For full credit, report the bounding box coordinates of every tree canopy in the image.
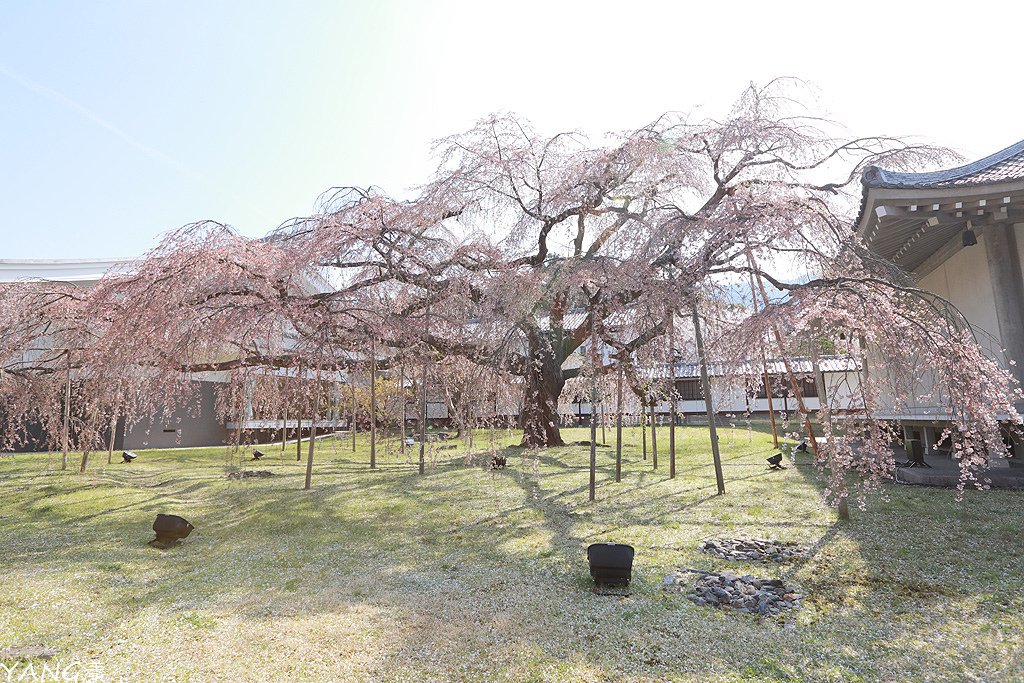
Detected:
[0,80,1020,507]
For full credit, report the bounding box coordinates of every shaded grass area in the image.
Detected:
[0,427,1024,681]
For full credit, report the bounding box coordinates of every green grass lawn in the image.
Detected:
[0,427,1024,681]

########################################

**AIM**
Convert all of the material above into a Markdown table with the columns "Row" and "Material line", numbering each row and placing one line in each, with blank lines omitted. Leave the pictures out of the answer.

**REPLY TO THE EXERCISE**
| Row | Material line |
|---|---|
| 1 | For full credit, report the bounding box coordinates of every tree canopy in the image. |
| 2 | Detected: |
| 3 | [0,80,1020,507] |
| 4 | For full credit, report the bounding box coordinates of every shaded grass area in the image. |
| 5 | Detected: |
| 6 | [0,427,1024,681] |
| 7 | For full credit, report the bounding box coordinates of every green grass lawn in the image. |
| 8 | Detected: |
| 9 | [0,427,1024,681] |